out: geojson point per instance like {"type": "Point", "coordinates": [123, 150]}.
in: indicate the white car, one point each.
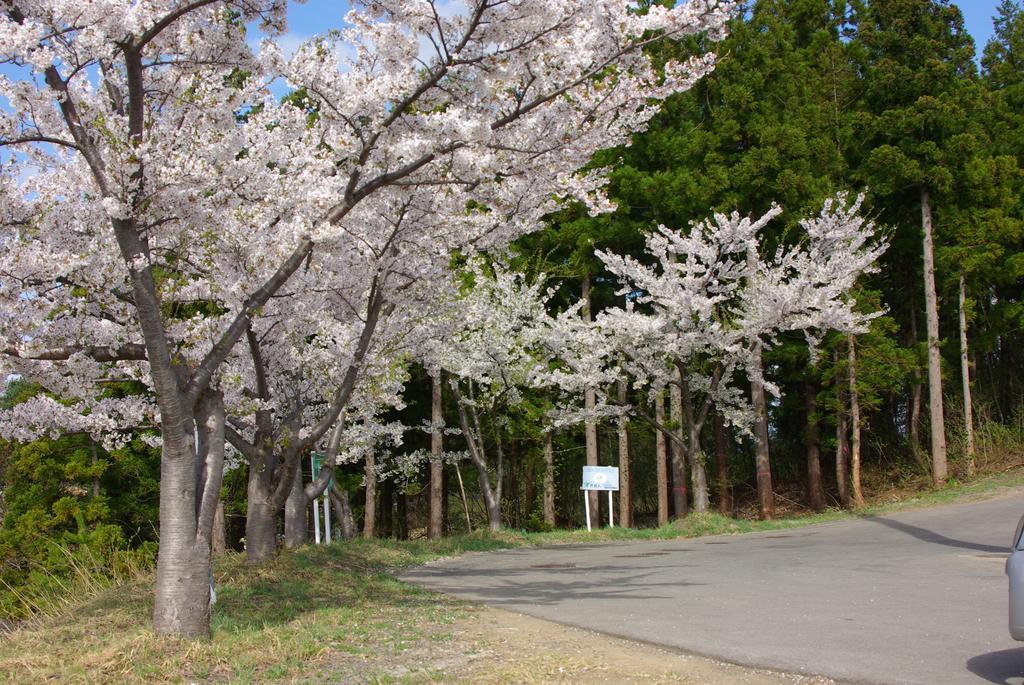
{"type": "Point", "coordinates": [1015, 569]}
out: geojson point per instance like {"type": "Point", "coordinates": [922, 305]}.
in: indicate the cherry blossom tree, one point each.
{"type": "Point", "coordinates": [708, 303]}
{"type": "Point", "coordinates": [157, 198]}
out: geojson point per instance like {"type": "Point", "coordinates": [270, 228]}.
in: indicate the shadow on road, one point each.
{"type": "Point", "coordinates": [1005, 667]}
{"type": "Point", "coordinates": [515, 587]}
{"type": "Point", "coordinates": [932, 537]}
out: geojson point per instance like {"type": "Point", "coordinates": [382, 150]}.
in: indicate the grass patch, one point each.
{"type": "Point", "coordinates": [330, 613]}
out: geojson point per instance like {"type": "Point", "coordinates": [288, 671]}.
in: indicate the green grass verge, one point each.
{"type": "Point", "coordinates": [325, 613]}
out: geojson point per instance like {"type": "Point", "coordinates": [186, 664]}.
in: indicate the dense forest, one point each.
{"type": "Point", "coordinates": [900, 369]}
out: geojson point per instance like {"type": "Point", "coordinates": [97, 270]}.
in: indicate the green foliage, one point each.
{"type": "Point", "coordinates": [71, 510]}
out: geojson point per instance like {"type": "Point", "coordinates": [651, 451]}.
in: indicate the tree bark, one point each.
{"type": "Point", "coordinates": [762, 460]}
{"type": "Point", "coordinates": [680, 501]}
{"type": "Point", "coordinates": [625, 485]}
{"type": "Point", "coordinates": [343, 511]}
{"type": "Point", "coordinates": [474, 441]}
{"type": "Point", "coordinates": [858, 495]}
{"type": "Point", "coordinates": [815, 490]}
{"type": "Point", "coordinates": [401, 517]}
{"type": "Point", "coordinates": [386, 509]}
{"type": "Point", "coordinates": [219, 540]}
{"type": "Point", "coordinates": [662, 458]}
{"type": "Point", "coordinates": [937, 428]}
{"type": "Point", "coordinates": [436, 465]}
{"type": "Point", "coordinates": [842, 445]}
{"type": "Point", "coordinates": [370, 510]}
{"type": "Point", "coordinates": [549, 478]}
{"type": "Point", "coordinates": [188, 496]}
{"type": "Point", "coordinates": [296, 506]}
{"type": "Point", "coordinates": [694, 426]}
{"type": "Point", "coordinates": [966, 379]}
{"type": "Point", "coordinates": [914, 413]}
{"type": "Point", "coordinates": [261, 524]}
{"type": "Point", "coordinates": [722, 467]}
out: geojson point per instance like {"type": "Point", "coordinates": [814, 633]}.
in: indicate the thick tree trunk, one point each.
{"type": "Point", "coordinates": [966, 379]}
{"type": "Point", "coordinates": [261, 524]}
{"type": "Point", "coordinates": [812, 441]}
{"type": "Point", "coordinates": [590, 401]}
{"type": "Point", "coordinates": [937, 427]}
{"type": "Point", "coordinates": [625, 485]}
{"type": "Point", "coordinates": [219, 540]}
{"type": "Point", "coordinates": [842, 445]}
{"type": "Point", "coordinates": [296, 506]}
{"type": "Point", "coordinates": [680, 501]}
{"type": "Point", "coordinates": [401, 517]}
{"type": "Point", "coordinates": [436, 465]}
{"type": "Point", "coordinates": [858, 495]}
{"type": "Point", "coordinates": [386, 508]}
{"type": "Point", "coordinates": [370, 510]}
{"type": "Point", "coordinates": [762, 460]}
{"type": "Point", "coordinates": [662, 459]}
{"type": "Point", "coordinates": [549, 478]}
{"type": "Point", "coordinates": [529, 490]}
{"type": "Point", "coordinates": [474, 442]}
{"type": "Point", "coordinates": [913, 418]}
{"type": "Point", "coordinates": [343, 511]}
{"type": "Point", "coordinates": [192, 472]}
{"type": "Point", "coordinates": [694, 426]}
{"type": "Point", "coordinates": [182, 592]}
{"type": "Point", "coordinates": [722, 467]}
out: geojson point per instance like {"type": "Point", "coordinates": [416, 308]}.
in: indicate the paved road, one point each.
{"type": "Point", "coordinates": [916, 597]}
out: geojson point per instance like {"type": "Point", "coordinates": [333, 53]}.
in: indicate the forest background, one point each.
{"type": "Point", "coordinates": [808, 98]}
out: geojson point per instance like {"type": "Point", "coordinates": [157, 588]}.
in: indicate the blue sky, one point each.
{"type": "Point", "coordinates": [978, 18]}
{"type": "Point", "coordinates": [316, 15]}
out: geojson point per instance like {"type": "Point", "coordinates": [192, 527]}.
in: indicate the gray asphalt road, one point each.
{"type": "Point", "coordinates": [916, 597]}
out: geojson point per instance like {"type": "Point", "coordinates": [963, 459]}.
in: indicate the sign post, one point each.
{"type": "Point", "coordinates": [601, 478]}
{"type": "Point", "coordinates": [315, 461]}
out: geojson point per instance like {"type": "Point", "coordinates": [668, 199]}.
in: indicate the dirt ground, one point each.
{"type": "Point", "coordinates": [491, 646]}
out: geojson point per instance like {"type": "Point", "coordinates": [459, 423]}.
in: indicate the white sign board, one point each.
{"type": "Point", "coordinates": [600, 478]}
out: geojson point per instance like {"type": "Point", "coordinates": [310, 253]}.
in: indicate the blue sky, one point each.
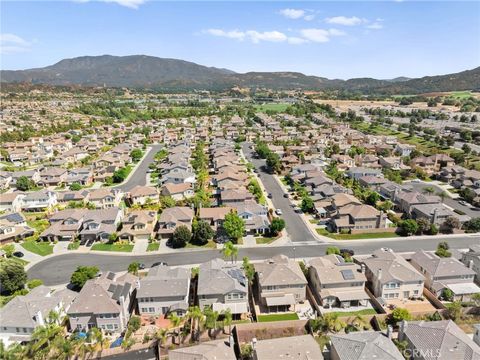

----

[What you have to do] How many lines of the records above contain the word "green"? Case counts, and give only the number.

[Finished answer] 2